**SUPPLIED MATERIAL:**

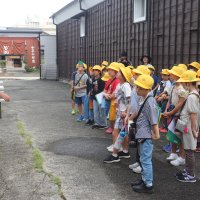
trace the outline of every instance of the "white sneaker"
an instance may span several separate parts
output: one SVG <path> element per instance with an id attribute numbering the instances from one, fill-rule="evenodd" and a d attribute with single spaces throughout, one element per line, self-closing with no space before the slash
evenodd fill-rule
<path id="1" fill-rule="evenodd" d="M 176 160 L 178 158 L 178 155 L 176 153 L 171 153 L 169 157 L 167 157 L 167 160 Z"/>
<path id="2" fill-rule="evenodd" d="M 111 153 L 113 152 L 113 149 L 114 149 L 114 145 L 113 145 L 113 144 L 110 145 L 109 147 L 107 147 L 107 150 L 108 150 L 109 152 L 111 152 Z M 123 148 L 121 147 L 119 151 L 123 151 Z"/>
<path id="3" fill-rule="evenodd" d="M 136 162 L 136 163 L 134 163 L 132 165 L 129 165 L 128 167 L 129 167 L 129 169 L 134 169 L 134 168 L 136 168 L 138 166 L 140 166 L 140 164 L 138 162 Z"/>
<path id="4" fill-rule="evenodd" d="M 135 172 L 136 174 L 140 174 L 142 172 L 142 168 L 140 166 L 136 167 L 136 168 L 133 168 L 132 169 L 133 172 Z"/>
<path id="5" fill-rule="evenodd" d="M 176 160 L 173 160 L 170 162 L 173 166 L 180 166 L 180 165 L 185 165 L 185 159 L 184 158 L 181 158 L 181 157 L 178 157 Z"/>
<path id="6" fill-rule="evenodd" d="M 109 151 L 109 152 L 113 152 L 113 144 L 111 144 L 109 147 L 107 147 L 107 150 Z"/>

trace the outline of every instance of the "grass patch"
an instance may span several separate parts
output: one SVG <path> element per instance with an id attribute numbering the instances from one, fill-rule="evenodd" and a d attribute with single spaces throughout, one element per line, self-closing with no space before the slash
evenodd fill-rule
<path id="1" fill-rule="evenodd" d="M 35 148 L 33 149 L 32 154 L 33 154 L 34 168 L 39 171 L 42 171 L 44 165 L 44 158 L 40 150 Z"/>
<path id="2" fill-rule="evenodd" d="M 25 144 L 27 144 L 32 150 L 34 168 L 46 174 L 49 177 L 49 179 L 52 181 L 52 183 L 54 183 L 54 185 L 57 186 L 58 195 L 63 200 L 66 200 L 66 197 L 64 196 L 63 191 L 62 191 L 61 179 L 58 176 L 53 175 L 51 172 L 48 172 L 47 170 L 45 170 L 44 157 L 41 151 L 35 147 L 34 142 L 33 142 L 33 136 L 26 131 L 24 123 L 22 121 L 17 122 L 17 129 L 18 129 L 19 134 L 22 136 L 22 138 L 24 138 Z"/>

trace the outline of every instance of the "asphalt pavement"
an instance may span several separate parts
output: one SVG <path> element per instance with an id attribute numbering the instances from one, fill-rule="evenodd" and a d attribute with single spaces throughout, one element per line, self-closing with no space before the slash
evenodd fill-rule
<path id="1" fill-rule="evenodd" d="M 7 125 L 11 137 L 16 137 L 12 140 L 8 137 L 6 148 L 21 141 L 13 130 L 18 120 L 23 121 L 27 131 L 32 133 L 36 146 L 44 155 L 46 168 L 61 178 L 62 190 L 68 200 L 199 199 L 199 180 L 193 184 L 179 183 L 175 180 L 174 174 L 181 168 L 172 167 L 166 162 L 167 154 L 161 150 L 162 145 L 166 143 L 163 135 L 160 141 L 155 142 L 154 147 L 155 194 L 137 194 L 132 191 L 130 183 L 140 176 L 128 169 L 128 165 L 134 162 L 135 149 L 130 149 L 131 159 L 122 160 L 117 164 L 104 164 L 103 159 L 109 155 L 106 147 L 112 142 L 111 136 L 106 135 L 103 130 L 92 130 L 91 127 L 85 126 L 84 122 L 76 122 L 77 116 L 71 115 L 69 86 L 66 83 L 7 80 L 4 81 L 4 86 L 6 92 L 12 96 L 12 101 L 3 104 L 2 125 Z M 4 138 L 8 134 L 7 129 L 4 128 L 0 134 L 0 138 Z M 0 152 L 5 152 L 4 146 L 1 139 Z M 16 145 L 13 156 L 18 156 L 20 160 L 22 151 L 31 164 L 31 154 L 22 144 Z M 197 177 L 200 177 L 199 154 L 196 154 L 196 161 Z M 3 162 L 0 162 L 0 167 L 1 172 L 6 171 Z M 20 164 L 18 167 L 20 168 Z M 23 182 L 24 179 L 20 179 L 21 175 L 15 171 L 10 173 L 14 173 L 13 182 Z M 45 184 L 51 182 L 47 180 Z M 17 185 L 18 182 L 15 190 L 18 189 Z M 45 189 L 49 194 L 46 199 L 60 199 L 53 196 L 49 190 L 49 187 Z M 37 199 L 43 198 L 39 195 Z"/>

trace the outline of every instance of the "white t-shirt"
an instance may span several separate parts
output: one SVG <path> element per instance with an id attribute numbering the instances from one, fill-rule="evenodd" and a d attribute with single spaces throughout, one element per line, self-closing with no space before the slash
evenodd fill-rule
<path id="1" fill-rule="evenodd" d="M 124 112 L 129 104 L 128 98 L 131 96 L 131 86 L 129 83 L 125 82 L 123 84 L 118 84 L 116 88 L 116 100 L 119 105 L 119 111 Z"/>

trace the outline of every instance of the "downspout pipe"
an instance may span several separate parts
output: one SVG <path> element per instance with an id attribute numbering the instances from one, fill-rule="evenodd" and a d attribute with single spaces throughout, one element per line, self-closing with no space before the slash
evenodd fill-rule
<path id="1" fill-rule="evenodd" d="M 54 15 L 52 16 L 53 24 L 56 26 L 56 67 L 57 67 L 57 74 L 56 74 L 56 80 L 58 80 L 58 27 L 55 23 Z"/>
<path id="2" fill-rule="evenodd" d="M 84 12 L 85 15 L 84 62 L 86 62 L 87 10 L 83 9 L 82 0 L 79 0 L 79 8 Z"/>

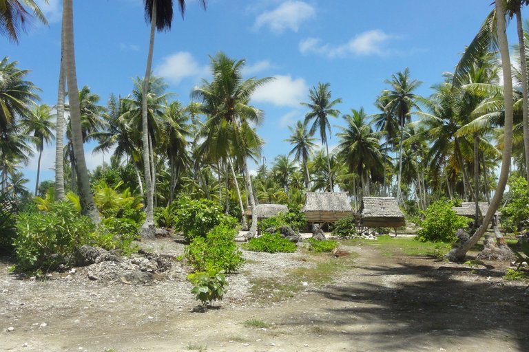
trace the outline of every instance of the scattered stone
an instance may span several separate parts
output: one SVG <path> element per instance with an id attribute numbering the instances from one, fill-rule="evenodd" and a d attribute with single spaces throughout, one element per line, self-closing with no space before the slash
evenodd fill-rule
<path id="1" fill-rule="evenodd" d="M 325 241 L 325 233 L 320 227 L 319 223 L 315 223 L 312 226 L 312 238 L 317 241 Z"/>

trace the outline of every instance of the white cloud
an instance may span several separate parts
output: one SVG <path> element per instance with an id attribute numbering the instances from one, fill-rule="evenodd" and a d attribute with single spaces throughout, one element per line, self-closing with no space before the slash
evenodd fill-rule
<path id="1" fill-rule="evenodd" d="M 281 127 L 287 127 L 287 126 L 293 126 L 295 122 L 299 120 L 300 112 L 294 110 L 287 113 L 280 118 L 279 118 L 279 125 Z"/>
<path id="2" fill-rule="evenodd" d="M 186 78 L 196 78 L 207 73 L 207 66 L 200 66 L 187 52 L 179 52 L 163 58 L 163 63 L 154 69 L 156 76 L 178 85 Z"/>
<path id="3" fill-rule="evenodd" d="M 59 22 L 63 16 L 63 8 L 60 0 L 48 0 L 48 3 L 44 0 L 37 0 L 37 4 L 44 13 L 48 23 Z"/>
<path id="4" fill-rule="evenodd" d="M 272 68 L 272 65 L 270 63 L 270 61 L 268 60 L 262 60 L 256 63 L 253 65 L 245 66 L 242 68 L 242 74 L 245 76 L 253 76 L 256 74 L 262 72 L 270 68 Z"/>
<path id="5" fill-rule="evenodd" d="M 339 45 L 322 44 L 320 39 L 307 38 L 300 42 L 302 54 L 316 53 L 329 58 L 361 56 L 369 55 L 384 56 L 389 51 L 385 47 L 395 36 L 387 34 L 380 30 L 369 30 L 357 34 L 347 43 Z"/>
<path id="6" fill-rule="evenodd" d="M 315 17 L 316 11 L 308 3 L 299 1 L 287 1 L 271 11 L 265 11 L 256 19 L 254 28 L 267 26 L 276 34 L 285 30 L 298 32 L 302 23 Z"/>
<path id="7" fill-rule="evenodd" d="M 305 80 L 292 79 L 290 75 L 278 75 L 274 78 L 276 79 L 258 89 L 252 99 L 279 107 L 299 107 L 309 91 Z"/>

**THE REQUEST:**
Print the stretch of the listing from the line containing "trace the outline of every instance of the scattered" through the line containing "325 241 L 325", reproducing each line without any change.

**PROBLEM SOLUTION:**
trace the outline of every instance of the scattered stone
an instance may span several separate parts
output: one SVG <path> element per instance with an id attribute numbering the instances from one, fill-rule="evenodd" and a d attribute with single spaces throughout, one element per line, self-closing with no space before the slash
evenodd fill-rule
<path id="1" fill-rule="evenodd" d="M 325 241 L 325 233 L 320 227 L 319 223 L 315 223 L 312 226 L 312 238 L 317 241 Z"/>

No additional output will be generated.